● Your objective
Format all the lines of the items below as one numbered list, leaving out any blank lines.

# Start of Records supplied

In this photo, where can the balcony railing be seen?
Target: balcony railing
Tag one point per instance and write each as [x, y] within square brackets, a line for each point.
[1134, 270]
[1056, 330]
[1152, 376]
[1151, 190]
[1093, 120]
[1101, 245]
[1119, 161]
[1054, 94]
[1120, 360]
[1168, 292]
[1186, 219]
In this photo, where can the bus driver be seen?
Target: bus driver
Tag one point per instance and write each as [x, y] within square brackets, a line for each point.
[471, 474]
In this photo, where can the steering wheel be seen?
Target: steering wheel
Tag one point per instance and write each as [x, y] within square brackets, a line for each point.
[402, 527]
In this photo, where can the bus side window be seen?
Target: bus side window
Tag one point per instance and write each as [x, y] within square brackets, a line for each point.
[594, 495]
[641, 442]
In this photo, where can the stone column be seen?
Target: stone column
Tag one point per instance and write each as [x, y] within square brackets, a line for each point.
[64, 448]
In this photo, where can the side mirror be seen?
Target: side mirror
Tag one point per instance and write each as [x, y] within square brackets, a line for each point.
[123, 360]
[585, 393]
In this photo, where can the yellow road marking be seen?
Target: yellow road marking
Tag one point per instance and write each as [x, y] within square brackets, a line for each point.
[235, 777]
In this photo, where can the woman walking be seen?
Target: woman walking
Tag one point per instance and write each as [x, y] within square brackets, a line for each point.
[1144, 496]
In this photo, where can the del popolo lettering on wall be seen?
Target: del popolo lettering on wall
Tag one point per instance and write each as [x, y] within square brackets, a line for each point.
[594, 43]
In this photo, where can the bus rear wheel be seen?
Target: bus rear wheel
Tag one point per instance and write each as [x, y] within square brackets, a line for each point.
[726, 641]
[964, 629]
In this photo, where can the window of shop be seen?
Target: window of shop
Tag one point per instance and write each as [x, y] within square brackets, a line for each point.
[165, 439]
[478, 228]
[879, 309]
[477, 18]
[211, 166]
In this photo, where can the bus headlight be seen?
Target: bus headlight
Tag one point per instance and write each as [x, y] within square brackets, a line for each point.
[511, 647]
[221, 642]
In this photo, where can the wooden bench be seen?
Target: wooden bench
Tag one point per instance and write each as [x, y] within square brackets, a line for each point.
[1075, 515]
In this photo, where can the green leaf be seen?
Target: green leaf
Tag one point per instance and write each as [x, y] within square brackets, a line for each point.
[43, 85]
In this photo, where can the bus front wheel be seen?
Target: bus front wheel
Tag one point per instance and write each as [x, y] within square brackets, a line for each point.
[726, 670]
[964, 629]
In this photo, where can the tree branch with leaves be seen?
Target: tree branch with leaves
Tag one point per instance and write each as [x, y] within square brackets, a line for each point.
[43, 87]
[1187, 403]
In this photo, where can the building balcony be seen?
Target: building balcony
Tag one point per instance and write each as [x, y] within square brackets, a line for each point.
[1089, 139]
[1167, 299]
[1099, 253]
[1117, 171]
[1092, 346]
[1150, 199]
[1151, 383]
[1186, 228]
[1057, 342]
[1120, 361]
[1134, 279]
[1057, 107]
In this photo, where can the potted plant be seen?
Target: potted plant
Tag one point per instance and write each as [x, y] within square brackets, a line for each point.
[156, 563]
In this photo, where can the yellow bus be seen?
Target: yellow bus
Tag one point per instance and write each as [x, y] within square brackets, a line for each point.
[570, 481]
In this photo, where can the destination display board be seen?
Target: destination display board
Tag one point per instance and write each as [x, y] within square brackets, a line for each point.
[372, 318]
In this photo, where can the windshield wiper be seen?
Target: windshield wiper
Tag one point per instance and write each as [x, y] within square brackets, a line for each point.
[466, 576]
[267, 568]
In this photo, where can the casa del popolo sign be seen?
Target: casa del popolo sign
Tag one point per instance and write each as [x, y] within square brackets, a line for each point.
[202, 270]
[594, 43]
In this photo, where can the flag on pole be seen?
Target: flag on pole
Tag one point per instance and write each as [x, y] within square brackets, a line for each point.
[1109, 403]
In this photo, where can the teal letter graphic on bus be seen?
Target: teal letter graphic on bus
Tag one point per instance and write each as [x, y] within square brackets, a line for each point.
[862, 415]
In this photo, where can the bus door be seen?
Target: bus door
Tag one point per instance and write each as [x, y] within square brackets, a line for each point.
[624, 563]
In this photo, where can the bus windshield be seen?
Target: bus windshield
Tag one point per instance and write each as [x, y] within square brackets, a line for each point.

# End of Records supplied

● Result for this task
1. In this photo, where can the balcony railing be seen?
2. Target: balcony railing
3. Tag one point per instance and write each as [x, y] within square brackets, a line for each point.
4. [1134, 270]
5. [1056, 330]
6. [1152, 376]
7. [1151, 190]
8. [1093, 120]
9. [1101, 245]
10. [1119, 161]
11. [1054, 94]
12. [1120, 360]
13. [1168, 292]
14. [1186, 219]
15. In this photo, where can the bus driver be seen?
16. Target: bus driver
17. Tag one point per instance and write each as [x, y] within square brackets, a line for each point.
18. [471, 474]
19. In this photo, where can the steering wheel be seen?
20. Target: steering wheel
21. Tag one point per instance and write each as [x, y] within square brackets, a line for each point.
22. [402, 527]
23. In this photo, where can the bus side window be seen?
24. Target: bus side window
25. Tag one point per instance and write each as [x, y] within square brackets, a line for each point.
26. [594, 495]
27. [641, 442]
28. In this photo, where can the stone column be seen?
29. Target: stone column
30. Tag one point per instance and write each as [x, y] within square brackets, a line for each point.
31. [64, 448]
32. In this photo, where can the side mirror be seen?
33. Target: side mirror
34. Tag one point per instance and write each as [x, y] within square brackets, a line for each point.
35. [123, 360]
36. [585, 393]
37. In this photo, where can the yellow road marking be seen?
38. Target: yellow road marking
39. Tag one point per instance and write each as [x, y] within square brackets, a line for each point.
40. [235, 777]
41. In this photo, where can the woman walking be seen?
42. Target: woman walking
43. Tag one point per instance and write each as [x, y] within square brackets, a line for each point.
44. [1144, 496]
45. In this photo, where can the del popolo lettering on wall be seen?
46. Target: del popolo lettering on wall
47. Tag one point per instance and write each as [x, y] within square brackets, a line for each point.
48. [594, 43]
49. In this photo, where can the bus rear wheel be seen?
50. Target: bus rear wheel
51. Tag one point per instance and write each as [x, y] within square brackets, a line for each point.
52. [726, 641]
53. [964, 629]
54. In this photo, where can the window of shop be seen?
55. Target: window of shop
56. Tag one point per instance and write each as [x, y] within square brackets, a line for each point.
57. [165, 439]
58. [478, 228]
59. [879, 309]
60. [477, 18]
61. [211, 166]
62. In this photo, where can the bus headlight be seen?
63. Target: bus headlight
64. Tag one point per instance and write each as [x, y] within square brackets, a line for each point.
65. [511, 647]
66. [221, 642]
67. In this photo, where can the wooden bench be seen?
68. Target: wooden bench
69. Tag one point per instance and write each as [x, y] within square brackets, a line for each point.
70. [1075, 515]
71. In this photo, where can the green leaf be seen?
72. Target: green leaf
73. Tag one point per instance and write each as [x, y] within square brackets, a line for each point.
74. [43, 85]
75. In this photo, where can the bus front wheel be seen?
76. Target: bus front wheel
77. Tag one point per instance and write each as [x, y] within square brackets, a line for each point.
78. [726, 670]
79. [964, 629]
80. In this photo, where can the tree branch with leaves be seen?
81. Target: tree branch with leaves
82. Tag one point per instance and write each as [x, y] within square brackets, a line for each point.
83. [43, 87]
84. [1187, 403]
85. In this photo, where can the building balcony be seen?
86. Target: building balcony
87. Tag one point per instance and write each as [x, y] within square brackets, a line for each point.
88. [1089, 139]
89. [1167, 299]
90. [1099, 253]
91. [1117, 171]
92. [1092, 346]
93. [1150, 199]
94. [1151, 383]
95. [1186, 228]
96. [1057, 342]
97. [1120, 361]
98. [1134, 279]
99. [1057, 107]
100. In this photo, where can the potted plant be seen?
101. Target: potted plant
102. Tag one point per instance and write each as [x, y] within square brackets, a line for each point.
103. [156, 563]
104. In this photo, where can the yellow bus be seen?
105. Target: yellow bus
106. Tag one point per instance and write each as [x, y] within square brackets, a line for each point.
107. [570, 481]
108. In this photo, where can the destination display board be seen?
109. Target: destination display board
110. Tag one point per instance and write each as [x, y] within square brackets, a line for each point.
111. [372, 318]
112. In this photo, where can the windshield wiper be seen?
113. Target: windshield wiper
114. Tag one point per instance and write each as [x, y] within square brackets, a line for each point.
115. [466, 576]
116. [267, 568]
117. In this photo, where can the casa del popolo sign be seen?
118. Target: casa del popolo sign
119. Tag one point per instance and write each as [x, y] within square brackets, a line for each point.
120. [202, 270]
121. [594, 43]
122. In this photo, where can the flag on pole be seen?
123. Target: flag on pole
124. Tag one point per instance and write each as [x, y] within square brackets, a line for each point.
125. [1109, 403]
126. In this photo, where can the teal letter graphic on bus be seen?
127. Target: teal letter graphic on bus
128. Tag one point per instance and write each as [x, y] within square brackets, a line for each point.
129. [862, 415]
130. In this photo, where can the bus door be seen?
131. Target: bus door
132. Tag one point per instance and write each as [x, y] within square brackets, a line for each point.
133. [624, 563]
134. In this photo, where can the bus windshield be seen?
135. Target: bus windshield
136. Tag one point per instance and write each as [x, y] within square brackets, a line for each point.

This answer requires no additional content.